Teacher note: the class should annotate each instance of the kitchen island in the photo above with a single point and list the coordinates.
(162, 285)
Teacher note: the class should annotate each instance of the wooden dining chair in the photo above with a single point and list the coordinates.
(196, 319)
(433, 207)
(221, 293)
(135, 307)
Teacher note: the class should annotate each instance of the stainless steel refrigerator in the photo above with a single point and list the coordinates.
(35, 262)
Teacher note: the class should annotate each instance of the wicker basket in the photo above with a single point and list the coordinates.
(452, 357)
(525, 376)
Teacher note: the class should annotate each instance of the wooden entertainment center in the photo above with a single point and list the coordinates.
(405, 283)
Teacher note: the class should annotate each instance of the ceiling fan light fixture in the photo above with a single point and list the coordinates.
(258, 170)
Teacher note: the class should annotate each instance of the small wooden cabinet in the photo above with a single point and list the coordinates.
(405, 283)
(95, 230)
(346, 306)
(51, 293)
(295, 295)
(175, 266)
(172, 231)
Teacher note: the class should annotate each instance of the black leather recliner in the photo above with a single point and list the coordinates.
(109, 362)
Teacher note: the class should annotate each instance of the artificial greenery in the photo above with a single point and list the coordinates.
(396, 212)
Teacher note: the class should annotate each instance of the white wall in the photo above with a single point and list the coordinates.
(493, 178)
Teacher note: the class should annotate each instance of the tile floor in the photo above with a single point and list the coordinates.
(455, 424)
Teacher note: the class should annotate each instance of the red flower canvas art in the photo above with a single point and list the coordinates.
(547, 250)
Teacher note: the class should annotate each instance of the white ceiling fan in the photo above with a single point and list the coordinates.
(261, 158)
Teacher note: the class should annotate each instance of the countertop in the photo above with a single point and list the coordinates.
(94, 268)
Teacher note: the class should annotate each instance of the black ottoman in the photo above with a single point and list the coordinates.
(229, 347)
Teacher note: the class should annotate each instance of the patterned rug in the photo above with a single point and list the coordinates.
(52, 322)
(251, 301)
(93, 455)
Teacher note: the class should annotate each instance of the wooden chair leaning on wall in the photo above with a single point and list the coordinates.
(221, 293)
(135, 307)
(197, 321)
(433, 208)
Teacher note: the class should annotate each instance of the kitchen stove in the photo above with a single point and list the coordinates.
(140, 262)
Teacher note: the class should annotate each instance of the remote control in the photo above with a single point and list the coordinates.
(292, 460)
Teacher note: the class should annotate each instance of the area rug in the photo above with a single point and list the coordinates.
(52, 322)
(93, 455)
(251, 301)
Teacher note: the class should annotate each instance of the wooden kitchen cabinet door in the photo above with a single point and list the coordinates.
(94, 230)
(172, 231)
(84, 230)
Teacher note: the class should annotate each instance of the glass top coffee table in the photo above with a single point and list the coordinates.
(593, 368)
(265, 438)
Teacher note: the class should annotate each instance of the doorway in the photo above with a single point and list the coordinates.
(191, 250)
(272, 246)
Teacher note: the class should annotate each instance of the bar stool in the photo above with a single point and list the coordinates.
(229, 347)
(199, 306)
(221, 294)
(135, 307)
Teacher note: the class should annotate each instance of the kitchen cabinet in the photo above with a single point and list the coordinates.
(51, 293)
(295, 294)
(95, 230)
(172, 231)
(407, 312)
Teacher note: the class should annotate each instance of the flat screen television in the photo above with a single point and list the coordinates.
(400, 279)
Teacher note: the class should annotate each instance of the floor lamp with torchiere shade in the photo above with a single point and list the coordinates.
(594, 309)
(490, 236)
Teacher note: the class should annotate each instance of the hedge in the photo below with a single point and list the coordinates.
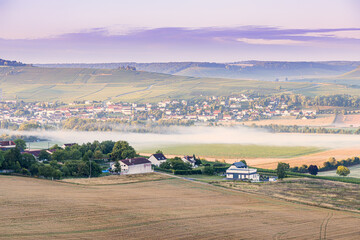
(163, 169)
(220, 169)
(187, 172)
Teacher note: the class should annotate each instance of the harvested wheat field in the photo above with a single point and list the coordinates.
(117, 179)
(315, 158)
(166, 209)
(324, 120)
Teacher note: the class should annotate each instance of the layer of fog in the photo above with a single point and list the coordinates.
(197, 135)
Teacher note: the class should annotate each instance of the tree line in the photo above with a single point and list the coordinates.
(73, 161)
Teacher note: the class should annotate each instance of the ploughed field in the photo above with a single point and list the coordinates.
(163, 209)
(225, 151)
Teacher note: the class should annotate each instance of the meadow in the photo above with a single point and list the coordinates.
(354, 172)
(233, 151)
(75, 84)
(166, 209)
(317, 192)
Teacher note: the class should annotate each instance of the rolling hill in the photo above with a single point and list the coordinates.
(258, 70)
(29, 83)
(354, 74)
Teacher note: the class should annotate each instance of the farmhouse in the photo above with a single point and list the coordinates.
(189, 159)
(67, 145)
(157, 159)
(35, 153)
(239, 171)
(134, 166)
(7, 144)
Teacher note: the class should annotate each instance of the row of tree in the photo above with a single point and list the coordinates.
(74, 161)
(304, 129)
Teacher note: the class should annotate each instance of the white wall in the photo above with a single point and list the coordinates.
(140, 168)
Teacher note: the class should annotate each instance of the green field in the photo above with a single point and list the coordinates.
(234, 150)
(354, 172)
(70, 84)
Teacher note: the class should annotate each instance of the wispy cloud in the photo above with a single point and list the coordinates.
(179, 44)
(269, 41)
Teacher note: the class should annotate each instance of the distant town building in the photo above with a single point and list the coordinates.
(67, 145)
(157, 159)
(4, 145)
(239, 171)
(134, 166)
(189, 159)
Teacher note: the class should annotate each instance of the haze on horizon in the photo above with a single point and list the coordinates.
(50, 31)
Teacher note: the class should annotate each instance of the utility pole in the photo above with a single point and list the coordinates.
(90, 168)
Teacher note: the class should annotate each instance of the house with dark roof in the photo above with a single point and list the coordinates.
(4, 145)
(189, 159)
(67, 145)
(35, 153)
(239, 171)
(157, 159)
(134, 166)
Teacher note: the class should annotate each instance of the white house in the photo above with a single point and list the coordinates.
(157, 159)
(189, 159)
(239, 171)
(134, 166)
(4, 145)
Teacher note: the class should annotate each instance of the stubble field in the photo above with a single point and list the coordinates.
(166, 209)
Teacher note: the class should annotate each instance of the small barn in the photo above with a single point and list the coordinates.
(189, 159)
(239, 171)
(134, 166)
(157, 159)
(4, 145)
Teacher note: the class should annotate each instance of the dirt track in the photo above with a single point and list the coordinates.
(271, 163)
(167, 209)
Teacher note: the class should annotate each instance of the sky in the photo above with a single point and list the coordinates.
(90, 31)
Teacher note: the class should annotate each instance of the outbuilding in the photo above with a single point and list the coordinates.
(134, 166)
(239, 171)
(157, 159)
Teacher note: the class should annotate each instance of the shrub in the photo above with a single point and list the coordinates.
(208, 170)
(187, 172)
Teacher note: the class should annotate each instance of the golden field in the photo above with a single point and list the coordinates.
(166, 209)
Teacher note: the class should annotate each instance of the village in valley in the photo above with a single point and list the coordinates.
(112, 164)
(210, 110)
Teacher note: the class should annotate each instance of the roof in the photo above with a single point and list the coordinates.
(69, 144)
(36, 153)
(240, 165)
(189, 159)
(7, 143)
(159, 156)
(135, 161)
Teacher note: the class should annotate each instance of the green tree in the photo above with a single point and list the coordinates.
(281, 170)
(122, 150)
(342, 171)
(27, 160)
(313, 169)
(117, 167)
(21, 144)
(208, 170)
(44, 155)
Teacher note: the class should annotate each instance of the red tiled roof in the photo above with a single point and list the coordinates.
(7, 143)
(135, 161)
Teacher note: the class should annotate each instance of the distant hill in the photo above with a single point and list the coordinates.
(352, 74)
(29, 83)
(8, 63)
(259, 70)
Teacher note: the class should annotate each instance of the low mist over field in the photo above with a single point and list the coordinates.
(204, 135)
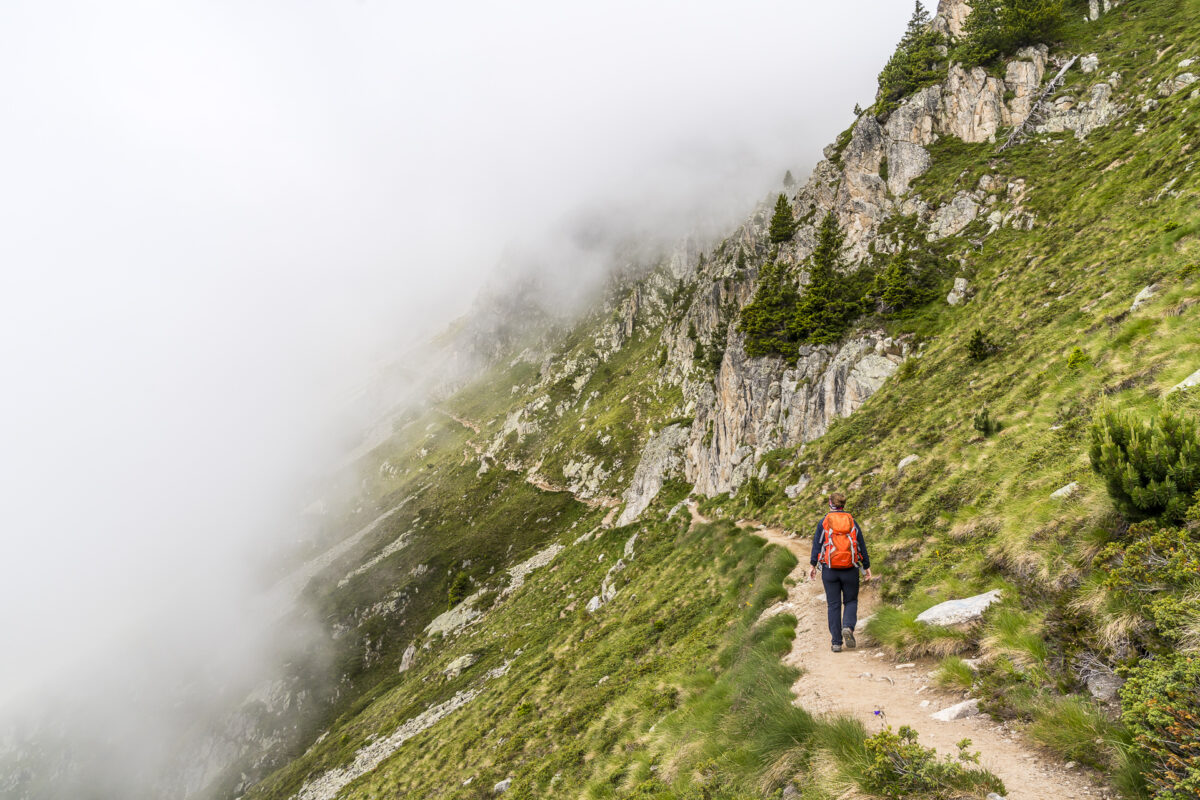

▸ Problem details:
All entries must be output unchanged, with every picture omitted.

▸ Expected output:
Teacher note: the class should annotate each instance of the kitchen island in the photo above with a single point and list the coordinates.
(162, 285)
Teacher note: the class should annotate each instance of the wooden dining chair in the photo above with a single point and list the coordinates.
(196, 319)
(433, 207)
(221, 293)
(135, 307)
Teacher note: the class should annotate each instance of the stainless steel refrigerator in the photo above with a single point and list the coordinates.
(35, 262)
Teacher note: the class should annotate each instance of the wicker basket in the photo above with a single point and list the coordinates.
(452, 357)
(525, 376)
Teacher note: the class should annotate each instance of the wooden entertainment center in the photo above with a single point and list the coordinates.
(405, 283)
Teacher note: the class should annotate each instance of the ceiling fan light fixture in the photo above with a single point and list the coordinates.
(258, 170)
Teacher note: the class should annotate each instance of the small wooden cabinet in the photo above with a single point and list the coordinates.
(405, 283)
(95, 230)
(346, 306)
(51, 293)
(295, 295)
(175, 266)
(172, 231)
Teacher note: the class should annotate each instance of the black leather recliner in the photo above with a single point and list the coordinates.
(109, 362)
Teacher note: the class should annotate each instance of the artificial greenery in the photo above with a single point and list the coordinates.
(396, 212)
Teacher note: the class should annotate each instance of the white wall in the photo above with a single point and list the coordinates.
(493, 178)
Teacher note: the class should annotate each instance of the tile floor in the photo above with a single point and list the coordinates.
(455, 424)
Teacher note: the class should annotate each instance of the red flower canvas art in the photo above with a single point and list the coordinates.
(547, 250)
Teacher note: the class should annotate each instance of the white ceiling fan in the photo above with a single point and list the coordinates.
(261, 158)
Teacher note: the class should annotate each instance of the countertop in the photo above with a single point and list the coordinates.
(94, 268)
Teacher note: the class should annotate each instance of the black ottoman in the photo above with a single point and list the coordinates.
(229, 347)
Teacher note: the class should annotate each instance of the patterned rug in the photo above with a single point and list the coordinates.
(52, 322)
(251, 301)
(93, 455)
Teacher note: the class should annotate each instance of the wooden chair leaning on wall in the photo above with a single point and list the coordinates.
(221, 293)
(135, 307)
(197, 321)
(433, 208)
Teacher note: the class should annotate each instance of the kitchen stove in the photo above with a single point and list the coordinates.
(140, 262)
Teacher note: the class should annotate each instance of the remote control in the photo above with a single point and list the coordinates.
(292, 460)
Teacher note: the class should annotate each instance of the area rug in the photo above with a single point and list the coordinates.
(52, 322)
(93, 455)
(251, 301)
Teacher note: the class should annotate each instance of the wooden kitchen cabinet door in the photo above with a single point and list the coordinates.
(94, 230)
(172, 231)
(84, 230)
Teacher note: the class should annotate each instance of the glass top coffee table in the photo above with a single point and list the coordinates.
(593, 368)
(265, 438)
Teacher note: the class should annotate each instance of the doorway in the photo above with a single point and list the coordinates.
(191, 250)
(272, 246)
Teacher note: the class should annotate each instance of the bar stool in the photo above with a single point and list the coordinates.
(229, 347)
(199, 306)
(221, 294)
(135, 307)
Teacher note: the class should annotate each instance of the kitchen cabinet in the photo above with a single point and list the coordinates.
(51, 293)
(295, 294)
(95, 230)
(172, 231)
(407, 312)
Teacher note: the class should annotate each instance of the flat screen television in the photo above with a single point and list the coordinates.
(400, 279)
Teacher note: the class should annotate each instance of the floor lamp with torchiere shade in the photo above with a single point and list the coordinates.
(594, 309)
(490, 236)
Teacher note: the class should annotate each instance of the hedge in the photo below with a single point and list the coordinates.
(163, 169)
(220, 169)
(187, 172)
Teacher note: the class should annotate each instance of the harvested wheat field in the photo above with a single point and list the coordinates.
(117, 179)
(315, 158)
(166, 209)
(324, 120)
Teacher note: the class should annotate each instance of the layer of fog in the photo above with a single point and list the coordinates.
(197, 135)
Teacher note: the class should annotate each instance of the tree line in the photo above with a single point and list the coordinates.
(73, 161)
Teacher note: the class should annotate each instance of the ploughed field in the photo above with a single point and list the coordinates.
(163, 209)
(225, 151)
Teacher note: the class should annotate each instance of the meadow in the photo above with a single point and list the coordinates.
(354, 172)
(233, 151)
(75, 84)
(166, 209)
(317, 192)
Teacher note: the class should annotate each instance of the rolling hill in the photo above with a single point and list the coordinates.
(258, 70)
(29, 83)
(354, 74)
Teacher note: the class should annotate each instance of the farmhouse in the photo above with a single point and list the coordinates.
(189, 159)
(67, 145)
(157, 159)
(35, 153)
(239, 171)
(134, 166)
(7, 144)
Teacher note: the class should annotate each instance of the row of tree in the photo above with a single point and list the coordinates.
(74, 161)
(304, 129)
Teacher note: the class should annotate each instance of the white wall in the photo above with a single point and list the coordinates.
(140, 168)
Teacher note: the class should annotate each instance of the green field in the photo above with a single point and list the coordinates.
(234, 150)
(354, 172)
(70, 84)
Teacher note: the class should annotate each instance of the wispy cloud in the photo above with a single point and list the coordinates.
(179, 44)
(269, 41)
Teacher note: the class should annotate each instance of the distant town building in the photo above with a single point and list the coordinates.
(67, 145)
(157, 159)
(4, 145)
(239, 171)
(134, 166)
(189, 159)
Teacher note: the class should annotate each instance of the haze on horizon in the photo above with a single point and list the coordinates.
(50, 31)
Teacher note: the class should annotate each instance of the utility pole in the photo above with a single point and list the coordinates.
(90, 168)
Teacher note: the class should annotate each instance of the house with dark roof in the photo above with a single point and list the coordinates.
(4, 145)
(189, 159)
(67, 145)
(35, 153)
(239, 171)
(157, 159)
(134, 166)
Teacher note: the class should annotate each instance of the white house in the photo above with a single point and list the coordinates.
(157, 159)
(189, 159)
(239, 171)
(134, 166)
(4, 145)
Teacher note: the class should annotate each instance of the stubble field in the photo above with a single point and list the coordinates.
(166, 209)
Teacher note: the class should annotate each instance of the small barn in the photo above with a single point and list the coordinates.
(189, 159)
(239, 171)
(134, 166)
(157, 159)
(4, 145)
Teacher note: the class should annotate each instance of the dirt track in the photo above with a single point and list the coordinates.
(271, 163)
(167, 209)
Teacher note: the class should annotate each instance of the sky in the photo above with a single point and list the coordinates.
(90, 31)
Teacher note: the class should annotate each instance of the outbuilding in the photo above with a single point and list the coordinates.
(134, 166)
(239, 171)
(157, 159)
Teacher note: the class should annotate each instance of the shrub in the photo above with a single point and list the coordinates.
(208, 170)
(187, 172)
Teacher note: the class should annotate each instance of the golden field in the photo above with a single point and list the coordinates.
(166, 209)
Teacher note: the class should annotate each instance of the village in valley in the photo above with a single point and list the coordinates.
(112, 164)
(210, 110)
Teacher note: the class should annotate each instance of the roof in the photo above with a single point and list the coordinates.
(69, 144)
(36, 153)
(240, 165)
(189, 159)
(7, 143)
(159, 156)
(135, 161)
Teacher note: the class should annotate each instance of the green tree in the photo above with a single point and list the coordinates.
(281, 170)
(122, 150)
(342, 171)
(27, 160)
(313, 169)
(117, 167)
(21, 144)
(208, 170)
(44, 155)
Teacher note: the class should annotate each instance of the red tiled roof in the photo above with a single point and list the coordinates.
(7, 143)
(135, 161)
Teacher note: the class should annotate each instance of the distant hill in the photo above with a single point and list the coordinates.
(352, 74)
(29, 83)
(8, 63)
(259, 70)
Teacher note: the class should annotate each instance of the low mist over field in the photo above with a single point and list the coordinates.
(204, 135)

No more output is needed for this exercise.